#### [Text passage]
◆ ◆ ◆ ◆ ◆

For a long time I've been using my ugly home spun aac-conf-tools to verify FFmpeg's decoder against the MPEG reference decoder over the ISO test vectors. This approach has one huge problem; it requires the non-free, unportable, and hard to build ISO reference software.

Luckily Mans Rullgard has come to my rescue and added off-by-one testing to FATE. This allows us to compare FFmpeg's output to predecoded streams. While migrating to this method it seemed worthwhile to use the output streams provided by ISO rather than decode ideal output on my system with FFmpeg or the reference decoder. In particular I don't trust the sloppy reference code on a modern compiler.

However this has caused several problems. Most importantly it appears that the output for the al##/am## series starts 2048 samples late compared to the reference decoder. For now I've generated silence (for streams that open with silence) or decoded the first 2048 samples with the reference decoder (for streams that don't) and prepended it to those streams as appropriate. The PNS (perceptual noise substitution) tool added in MPEG-4 AAC takes parts of the signal that noisy parts of the signals describes the noise, and allows the decoder to regenerate the noise. FFmpeg uses a RNG to generate the noise that is different from from the reference decoder so our results are different than the reference rendering but still fall within the requirements for conformance.

For the time being I've added five tests to try to cover the bulk of AAC features. Let's look at the tests individually.

  • fate-aac-al04_44: This test covers AAC-LC mono at 48000 Hz with the following bitstream features: program config element, data stream element, pulse data, TNS, and window shape switching.
  • fate-aac-al07_96: This test covers AAC-LC 5.1 at 96000 Hz with the following bitstream features: program config element, intensity stereo, mid/side stereo, TNS, and dependent coupling.
  • fate-aac-am00_88: This test covers AAC-Main mono at 88200 Hz with the following bitstream features: program config element, window shape switching, and backwards prediction.

◆ ◆ ◆ ◆ ◆

#### [Records shown]
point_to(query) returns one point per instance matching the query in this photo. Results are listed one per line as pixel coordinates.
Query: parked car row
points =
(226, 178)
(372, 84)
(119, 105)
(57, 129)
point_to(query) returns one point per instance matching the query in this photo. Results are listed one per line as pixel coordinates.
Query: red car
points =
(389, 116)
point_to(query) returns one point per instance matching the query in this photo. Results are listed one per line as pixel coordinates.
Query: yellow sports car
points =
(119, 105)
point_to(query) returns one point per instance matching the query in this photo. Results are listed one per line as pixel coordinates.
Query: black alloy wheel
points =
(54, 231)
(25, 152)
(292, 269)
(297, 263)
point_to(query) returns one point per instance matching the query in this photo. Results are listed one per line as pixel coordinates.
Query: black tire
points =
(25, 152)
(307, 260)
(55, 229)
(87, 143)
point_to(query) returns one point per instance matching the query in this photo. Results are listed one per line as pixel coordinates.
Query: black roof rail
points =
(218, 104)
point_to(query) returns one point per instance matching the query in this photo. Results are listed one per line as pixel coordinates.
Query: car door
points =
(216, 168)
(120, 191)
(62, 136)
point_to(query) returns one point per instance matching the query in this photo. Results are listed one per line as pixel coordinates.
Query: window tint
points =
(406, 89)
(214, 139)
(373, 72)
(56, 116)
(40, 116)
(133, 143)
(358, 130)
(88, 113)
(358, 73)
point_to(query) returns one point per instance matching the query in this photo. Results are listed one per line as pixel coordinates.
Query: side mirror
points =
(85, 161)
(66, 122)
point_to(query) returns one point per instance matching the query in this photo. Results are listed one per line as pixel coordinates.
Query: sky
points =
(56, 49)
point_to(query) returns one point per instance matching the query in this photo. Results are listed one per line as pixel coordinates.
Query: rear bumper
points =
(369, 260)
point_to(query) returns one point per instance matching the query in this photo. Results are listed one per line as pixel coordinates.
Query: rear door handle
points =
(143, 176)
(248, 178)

◆ ◆ ◆ ◆ ◆

#### [Goal]
Write out the passage on AAC conformance testing word for word, between "For the time" and "and dependent coupling.", inclusive.

#### [Response]
For the time being I've added five tests to try to cover the bulk of AAC features. Let's look at the tests individually.

  • fate-aac-al04_44: This test covers AAC-LC mono at 48000 Hz with the following bitstream features: program config element, data stream element, pulse data, TNS, and window shape switching.
  • fate-aac-al07_96: This test covers AAC-LC 5.1 at 96000 Hz with the following bitstream features: program config element, intensity stereo, mid/side stereo, TNS, and dependent coupling.